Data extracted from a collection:
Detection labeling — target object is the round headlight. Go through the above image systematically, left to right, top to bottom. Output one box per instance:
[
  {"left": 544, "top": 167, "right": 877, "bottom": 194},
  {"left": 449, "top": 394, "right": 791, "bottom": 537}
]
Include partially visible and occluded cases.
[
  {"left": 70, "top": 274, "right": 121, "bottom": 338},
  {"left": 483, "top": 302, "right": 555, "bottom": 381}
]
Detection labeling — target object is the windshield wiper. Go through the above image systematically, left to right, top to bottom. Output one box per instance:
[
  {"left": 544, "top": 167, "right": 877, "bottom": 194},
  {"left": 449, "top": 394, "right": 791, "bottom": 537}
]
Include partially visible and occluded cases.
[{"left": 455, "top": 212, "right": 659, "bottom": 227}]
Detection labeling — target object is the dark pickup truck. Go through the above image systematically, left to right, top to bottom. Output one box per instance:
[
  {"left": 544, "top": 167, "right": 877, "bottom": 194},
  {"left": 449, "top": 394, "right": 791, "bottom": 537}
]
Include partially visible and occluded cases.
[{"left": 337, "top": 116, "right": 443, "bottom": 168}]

#### Objective:
Output every line of the listing above as a JSON list of strings, one string per line, omitting blank lines.

#### Solution:
[
  "Detection labeling — target object is the round headlight. Go through the above image systematically, left to right, top to bottom. Output one box per instance:",
  "[",
  "  {\"left\": 544, \"top\": 167, \"right\": 877, \"bottom\": 194},",
  "  {\"left\": 449, \"top\": 394, \"right\": 791, \"bottom\": 537}",
  "]",
  "Include partially visible and occluded cases.",
  "[",
  "  {\"left\": 70, \"top\": 274, \"right\": 121, \"bottom\": 338},",
  "  {\"left\": 483, \"top\": 302, \"right\": 555, \"bottom\": 381}",
  "]",
  "Detection labeling — target object is the windshield wiper. Go through the above image systematically, left to right, top to bottom. Output one box per instance:",
  "[",
  "  {\"left\": 544, \"top\": 167, \"right\": 877, \"bottom\": 194},",
  "  {\"left\": 449, \"top\": 394, \"right\": 791, \"bottom\": 537}",
  "]",
  "Include partially visible and occluded cases.",
  "[{\"left\": 455, \"top\": 212, \"right\": 659, \"bottom\": 227}]",
  "Detection labeling — target object is the dark pickup truck. Go through the above image systematically, left to right, top to bottom. Output one box per instance:",
  "[",
  "  {\"left\": 544, \"top\": 167, \"right\": 877, \"bottom\": 194},",
  "  {\"left\": 449, \"top\": 394, \"right\": 791, \"bottom\": 537}",
  "]",
  "Include partially visible and occluded cases.",
  "[{\"left\": 337, \"top\": 116, \"right\": 443, \"bottom\": 168}]"
]